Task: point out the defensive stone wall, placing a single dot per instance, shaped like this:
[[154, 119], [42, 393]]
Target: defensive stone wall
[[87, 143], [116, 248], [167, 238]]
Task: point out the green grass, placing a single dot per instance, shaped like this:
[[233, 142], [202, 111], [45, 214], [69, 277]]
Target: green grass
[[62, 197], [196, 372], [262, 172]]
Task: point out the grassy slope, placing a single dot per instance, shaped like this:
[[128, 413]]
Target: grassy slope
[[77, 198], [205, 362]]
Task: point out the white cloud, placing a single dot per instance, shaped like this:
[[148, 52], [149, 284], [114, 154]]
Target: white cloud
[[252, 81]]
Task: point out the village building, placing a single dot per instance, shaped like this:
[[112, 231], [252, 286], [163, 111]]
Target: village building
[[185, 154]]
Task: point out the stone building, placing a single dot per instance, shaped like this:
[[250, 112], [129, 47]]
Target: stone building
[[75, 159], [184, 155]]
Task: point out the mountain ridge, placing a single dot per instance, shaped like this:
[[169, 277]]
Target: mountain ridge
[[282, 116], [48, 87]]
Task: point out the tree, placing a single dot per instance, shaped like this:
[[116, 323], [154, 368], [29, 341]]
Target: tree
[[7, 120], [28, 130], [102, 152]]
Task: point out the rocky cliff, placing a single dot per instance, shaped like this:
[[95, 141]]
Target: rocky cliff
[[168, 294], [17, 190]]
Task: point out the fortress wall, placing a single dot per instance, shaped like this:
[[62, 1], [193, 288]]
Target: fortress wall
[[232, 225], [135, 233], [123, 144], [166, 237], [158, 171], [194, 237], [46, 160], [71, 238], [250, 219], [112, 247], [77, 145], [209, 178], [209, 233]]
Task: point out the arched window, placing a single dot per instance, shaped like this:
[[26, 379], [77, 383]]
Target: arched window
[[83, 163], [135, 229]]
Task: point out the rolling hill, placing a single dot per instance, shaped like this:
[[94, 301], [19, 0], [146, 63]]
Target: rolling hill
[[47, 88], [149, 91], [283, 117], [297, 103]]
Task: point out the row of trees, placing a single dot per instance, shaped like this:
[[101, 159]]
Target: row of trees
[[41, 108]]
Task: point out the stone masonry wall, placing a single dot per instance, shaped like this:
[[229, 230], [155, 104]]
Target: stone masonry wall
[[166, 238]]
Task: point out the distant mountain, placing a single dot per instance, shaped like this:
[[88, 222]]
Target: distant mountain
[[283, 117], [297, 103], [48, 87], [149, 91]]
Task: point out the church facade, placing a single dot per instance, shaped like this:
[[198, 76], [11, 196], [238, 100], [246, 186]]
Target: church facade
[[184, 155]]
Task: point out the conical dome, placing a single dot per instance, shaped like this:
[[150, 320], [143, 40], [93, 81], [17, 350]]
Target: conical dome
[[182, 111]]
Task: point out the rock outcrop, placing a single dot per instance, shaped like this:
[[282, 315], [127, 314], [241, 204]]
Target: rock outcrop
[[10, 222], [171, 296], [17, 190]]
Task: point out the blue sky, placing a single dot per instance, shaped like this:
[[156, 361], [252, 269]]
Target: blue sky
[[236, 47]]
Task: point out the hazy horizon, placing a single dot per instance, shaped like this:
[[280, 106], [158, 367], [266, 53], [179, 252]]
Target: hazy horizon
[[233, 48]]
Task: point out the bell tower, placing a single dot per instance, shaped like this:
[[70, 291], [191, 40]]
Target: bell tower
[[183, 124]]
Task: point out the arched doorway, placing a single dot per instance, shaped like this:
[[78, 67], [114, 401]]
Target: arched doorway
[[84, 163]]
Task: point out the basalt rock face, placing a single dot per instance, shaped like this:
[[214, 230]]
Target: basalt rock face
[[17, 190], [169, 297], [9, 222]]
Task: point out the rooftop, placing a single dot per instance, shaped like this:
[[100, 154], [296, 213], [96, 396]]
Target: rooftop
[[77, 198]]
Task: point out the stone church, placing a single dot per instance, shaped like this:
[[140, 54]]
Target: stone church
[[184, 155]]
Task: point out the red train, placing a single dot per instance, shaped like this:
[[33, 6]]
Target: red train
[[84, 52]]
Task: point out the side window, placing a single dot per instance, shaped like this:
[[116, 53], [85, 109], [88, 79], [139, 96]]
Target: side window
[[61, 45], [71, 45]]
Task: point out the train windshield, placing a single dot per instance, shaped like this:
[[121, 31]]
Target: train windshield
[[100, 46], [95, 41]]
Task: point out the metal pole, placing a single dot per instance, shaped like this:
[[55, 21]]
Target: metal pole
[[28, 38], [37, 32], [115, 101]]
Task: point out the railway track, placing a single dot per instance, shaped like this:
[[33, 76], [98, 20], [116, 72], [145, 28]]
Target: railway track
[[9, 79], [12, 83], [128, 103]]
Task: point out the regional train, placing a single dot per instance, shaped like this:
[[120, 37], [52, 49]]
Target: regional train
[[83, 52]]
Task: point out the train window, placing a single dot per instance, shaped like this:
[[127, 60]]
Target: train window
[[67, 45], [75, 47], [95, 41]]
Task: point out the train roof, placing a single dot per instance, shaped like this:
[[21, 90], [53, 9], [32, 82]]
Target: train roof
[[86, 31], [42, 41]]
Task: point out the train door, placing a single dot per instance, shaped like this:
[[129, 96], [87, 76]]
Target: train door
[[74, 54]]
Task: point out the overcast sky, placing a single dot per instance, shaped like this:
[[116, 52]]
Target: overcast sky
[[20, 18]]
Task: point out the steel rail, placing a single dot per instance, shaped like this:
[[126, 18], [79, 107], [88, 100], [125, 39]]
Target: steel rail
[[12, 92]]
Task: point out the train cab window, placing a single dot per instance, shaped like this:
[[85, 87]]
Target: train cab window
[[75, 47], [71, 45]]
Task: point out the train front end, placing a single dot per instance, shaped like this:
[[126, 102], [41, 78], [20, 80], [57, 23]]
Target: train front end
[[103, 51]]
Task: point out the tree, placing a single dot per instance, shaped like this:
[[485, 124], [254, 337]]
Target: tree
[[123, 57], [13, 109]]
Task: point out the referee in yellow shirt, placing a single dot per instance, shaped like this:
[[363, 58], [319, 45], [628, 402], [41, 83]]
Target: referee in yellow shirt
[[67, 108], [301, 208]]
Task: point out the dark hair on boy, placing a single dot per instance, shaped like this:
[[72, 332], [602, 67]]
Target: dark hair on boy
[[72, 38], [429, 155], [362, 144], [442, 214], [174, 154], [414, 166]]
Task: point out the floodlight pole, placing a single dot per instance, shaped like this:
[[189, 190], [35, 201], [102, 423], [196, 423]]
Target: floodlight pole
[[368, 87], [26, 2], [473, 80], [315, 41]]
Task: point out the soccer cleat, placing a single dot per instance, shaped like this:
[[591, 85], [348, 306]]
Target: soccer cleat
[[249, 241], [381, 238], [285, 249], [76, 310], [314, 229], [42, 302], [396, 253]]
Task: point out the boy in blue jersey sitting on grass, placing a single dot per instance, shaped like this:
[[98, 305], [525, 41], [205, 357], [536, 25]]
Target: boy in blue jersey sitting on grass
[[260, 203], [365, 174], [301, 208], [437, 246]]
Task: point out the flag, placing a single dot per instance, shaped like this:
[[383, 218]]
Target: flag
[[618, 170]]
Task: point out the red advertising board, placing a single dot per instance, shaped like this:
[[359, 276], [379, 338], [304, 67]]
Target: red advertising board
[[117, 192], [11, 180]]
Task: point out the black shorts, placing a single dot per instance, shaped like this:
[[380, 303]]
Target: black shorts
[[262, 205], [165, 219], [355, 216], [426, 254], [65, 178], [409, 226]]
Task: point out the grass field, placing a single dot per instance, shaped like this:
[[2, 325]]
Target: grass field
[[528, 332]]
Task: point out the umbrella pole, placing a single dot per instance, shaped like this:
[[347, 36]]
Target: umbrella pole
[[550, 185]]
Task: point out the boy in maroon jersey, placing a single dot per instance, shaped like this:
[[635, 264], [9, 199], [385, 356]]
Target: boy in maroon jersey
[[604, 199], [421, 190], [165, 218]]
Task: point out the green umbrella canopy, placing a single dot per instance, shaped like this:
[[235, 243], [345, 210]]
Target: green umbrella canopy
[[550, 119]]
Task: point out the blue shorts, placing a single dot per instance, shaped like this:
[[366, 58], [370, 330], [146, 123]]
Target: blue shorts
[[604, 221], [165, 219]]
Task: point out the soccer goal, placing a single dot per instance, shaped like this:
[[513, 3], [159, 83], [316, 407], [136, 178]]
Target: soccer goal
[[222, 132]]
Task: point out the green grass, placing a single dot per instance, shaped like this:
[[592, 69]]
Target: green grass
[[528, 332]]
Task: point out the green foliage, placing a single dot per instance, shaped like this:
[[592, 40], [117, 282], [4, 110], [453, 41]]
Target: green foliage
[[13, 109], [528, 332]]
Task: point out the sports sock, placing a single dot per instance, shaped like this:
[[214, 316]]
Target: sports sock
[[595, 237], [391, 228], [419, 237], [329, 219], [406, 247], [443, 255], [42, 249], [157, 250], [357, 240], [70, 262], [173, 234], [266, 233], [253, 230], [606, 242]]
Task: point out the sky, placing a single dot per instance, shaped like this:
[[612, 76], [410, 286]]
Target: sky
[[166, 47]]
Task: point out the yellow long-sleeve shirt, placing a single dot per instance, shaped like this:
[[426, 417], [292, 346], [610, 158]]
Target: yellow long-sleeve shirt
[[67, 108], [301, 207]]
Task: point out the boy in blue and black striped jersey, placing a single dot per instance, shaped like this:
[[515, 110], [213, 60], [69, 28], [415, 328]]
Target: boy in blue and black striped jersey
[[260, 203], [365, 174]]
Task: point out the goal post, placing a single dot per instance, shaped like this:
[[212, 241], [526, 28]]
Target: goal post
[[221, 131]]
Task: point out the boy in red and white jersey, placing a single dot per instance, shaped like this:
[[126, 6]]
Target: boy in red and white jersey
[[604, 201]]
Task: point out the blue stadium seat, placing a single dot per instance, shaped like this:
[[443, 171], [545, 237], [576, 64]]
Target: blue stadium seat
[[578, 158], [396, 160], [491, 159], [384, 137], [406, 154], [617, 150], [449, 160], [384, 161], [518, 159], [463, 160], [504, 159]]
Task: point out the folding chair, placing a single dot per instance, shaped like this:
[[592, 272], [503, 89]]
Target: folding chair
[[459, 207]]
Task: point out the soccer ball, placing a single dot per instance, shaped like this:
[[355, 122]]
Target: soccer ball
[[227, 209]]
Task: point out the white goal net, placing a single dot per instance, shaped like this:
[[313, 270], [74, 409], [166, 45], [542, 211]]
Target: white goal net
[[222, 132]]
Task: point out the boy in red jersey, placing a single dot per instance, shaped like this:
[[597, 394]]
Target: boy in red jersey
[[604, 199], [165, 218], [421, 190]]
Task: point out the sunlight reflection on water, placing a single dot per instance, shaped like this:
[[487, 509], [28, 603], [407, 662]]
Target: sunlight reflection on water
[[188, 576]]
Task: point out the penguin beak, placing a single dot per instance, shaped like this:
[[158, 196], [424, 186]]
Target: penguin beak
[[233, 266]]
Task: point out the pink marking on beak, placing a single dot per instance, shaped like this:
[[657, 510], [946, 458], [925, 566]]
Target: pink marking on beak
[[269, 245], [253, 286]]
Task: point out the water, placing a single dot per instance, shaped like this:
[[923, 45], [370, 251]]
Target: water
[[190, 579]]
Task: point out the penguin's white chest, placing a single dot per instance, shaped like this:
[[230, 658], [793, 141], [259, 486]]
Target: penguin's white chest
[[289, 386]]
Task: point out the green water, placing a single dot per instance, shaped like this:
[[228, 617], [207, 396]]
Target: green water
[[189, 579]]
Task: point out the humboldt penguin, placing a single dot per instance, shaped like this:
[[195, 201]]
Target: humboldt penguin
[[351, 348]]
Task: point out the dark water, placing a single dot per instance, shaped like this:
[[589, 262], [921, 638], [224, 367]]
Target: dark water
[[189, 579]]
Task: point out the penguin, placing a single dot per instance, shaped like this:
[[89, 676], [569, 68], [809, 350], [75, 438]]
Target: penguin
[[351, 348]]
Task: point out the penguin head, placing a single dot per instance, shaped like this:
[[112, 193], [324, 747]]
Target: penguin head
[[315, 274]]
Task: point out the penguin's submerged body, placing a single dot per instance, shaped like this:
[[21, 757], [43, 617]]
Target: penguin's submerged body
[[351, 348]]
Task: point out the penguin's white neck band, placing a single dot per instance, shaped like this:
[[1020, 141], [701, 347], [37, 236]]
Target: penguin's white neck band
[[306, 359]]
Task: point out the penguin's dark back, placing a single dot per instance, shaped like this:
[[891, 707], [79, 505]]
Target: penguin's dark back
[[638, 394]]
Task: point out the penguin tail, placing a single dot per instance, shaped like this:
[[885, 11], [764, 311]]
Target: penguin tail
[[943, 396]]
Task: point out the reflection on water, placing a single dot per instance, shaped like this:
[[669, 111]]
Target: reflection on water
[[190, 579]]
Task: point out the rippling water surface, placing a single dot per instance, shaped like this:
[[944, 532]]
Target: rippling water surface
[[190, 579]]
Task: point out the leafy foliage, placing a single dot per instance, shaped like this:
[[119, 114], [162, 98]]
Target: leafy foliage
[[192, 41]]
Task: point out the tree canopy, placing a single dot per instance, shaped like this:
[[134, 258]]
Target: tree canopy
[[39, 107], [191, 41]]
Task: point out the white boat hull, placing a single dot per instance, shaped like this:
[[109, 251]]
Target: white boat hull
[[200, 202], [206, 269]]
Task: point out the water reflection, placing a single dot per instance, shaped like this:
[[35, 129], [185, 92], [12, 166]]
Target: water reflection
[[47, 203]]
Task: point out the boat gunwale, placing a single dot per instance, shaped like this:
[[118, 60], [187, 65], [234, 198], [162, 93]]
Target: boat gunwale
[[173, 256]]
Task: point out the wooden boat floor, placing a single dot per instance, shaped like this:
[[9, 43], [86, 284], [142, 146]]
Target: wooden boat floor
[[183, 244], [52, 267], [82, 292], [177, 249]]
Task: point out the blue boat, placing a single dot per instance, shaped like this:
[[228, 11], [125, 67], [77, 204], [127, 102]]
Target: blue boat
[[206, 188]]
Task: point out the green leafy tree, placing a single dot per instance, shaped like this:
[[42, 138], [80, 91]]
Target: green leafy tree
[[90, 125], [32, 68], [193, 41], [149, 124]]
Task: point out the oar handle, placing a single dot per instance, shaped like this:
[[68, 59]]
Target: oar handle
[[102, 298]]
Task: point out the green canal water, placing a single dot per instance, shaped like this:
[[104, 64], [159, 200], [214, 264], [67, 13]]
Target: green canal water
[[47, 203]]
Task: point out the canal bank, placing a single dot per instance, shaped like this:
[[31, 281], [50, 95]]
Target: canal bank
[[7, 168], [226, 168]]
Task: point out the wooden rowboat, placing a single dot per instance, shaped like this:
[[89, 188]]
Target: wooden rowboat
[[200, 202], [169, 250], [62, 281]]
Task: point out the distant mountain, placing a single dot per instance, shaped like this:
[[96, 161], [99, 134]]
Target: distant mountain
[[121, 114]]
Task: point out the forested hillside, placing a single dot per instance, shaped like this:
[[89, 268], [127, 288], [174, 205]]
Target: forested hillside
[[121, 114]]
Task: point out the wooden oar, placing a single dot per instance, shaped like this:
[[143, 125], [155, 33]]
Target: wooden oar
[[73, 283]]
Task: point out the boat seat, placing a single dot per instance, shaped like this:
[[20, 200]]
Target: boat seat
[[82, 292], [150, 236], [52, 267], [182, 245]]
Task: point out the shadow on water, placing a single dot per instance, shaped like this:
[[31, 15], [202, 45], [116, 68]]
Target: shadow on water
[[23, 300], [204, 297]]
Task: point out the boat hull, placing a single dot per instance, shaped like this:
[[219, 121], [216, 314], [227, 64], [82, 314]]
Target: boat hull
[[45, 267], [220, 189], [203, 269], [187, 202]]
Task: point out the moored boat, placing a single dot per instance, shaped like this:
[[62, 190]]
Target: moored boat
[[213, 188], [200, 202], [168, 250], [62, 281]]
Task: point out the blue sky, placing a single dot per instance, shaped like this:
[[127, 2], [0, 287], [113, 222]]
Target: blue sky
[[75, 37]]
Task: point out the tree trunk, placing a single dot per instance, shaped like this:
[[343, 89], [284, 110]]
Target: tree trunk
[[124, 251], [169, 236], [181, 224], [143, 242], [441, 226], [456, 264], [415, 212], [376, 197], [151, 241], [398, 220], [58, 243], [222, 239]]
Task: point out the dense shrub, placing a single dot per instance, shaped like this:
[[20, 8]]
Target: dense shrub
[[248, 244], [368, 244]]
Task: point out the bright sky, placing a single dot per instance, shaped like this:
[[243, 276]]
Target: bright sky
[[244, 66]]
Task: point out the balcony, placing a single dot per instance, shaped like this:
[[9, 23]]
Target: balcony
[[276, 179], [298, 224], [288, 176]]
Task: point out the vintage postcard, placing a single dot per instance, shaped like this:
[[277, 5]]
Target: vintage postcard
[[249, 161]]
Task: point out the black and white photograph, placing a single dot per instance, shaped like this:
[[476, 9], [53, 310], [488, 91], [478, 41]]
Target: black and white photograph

* **Given request**
Extract, unchanged, the closing run of lines that opens with the line containing "Task: point out the bright" and ends with the last line.

* **Worked solution**
Task: point out the bright sky, placing a single dot per instance, shaped like this:
[[243, 276]]
Target: bright sky
[[244, 66]]
Task: point out the balcony, placing a single dot per instance, shaped like this:
[[9, 23]]
Target: balcony
[[276, 179], [298, 224], [288, 176]]
Task: point out the vintage postcard, placing a single dot per instance, shaped like this:
[[277, 5]]
Target: vintage postcard
[[249, 161]]
Task: point out the black and white photograph, placing a single dot per instance, shaped like this:
[[476, 9], [53, 310], [488, 91], [478, 41]]
Target: black and white photograph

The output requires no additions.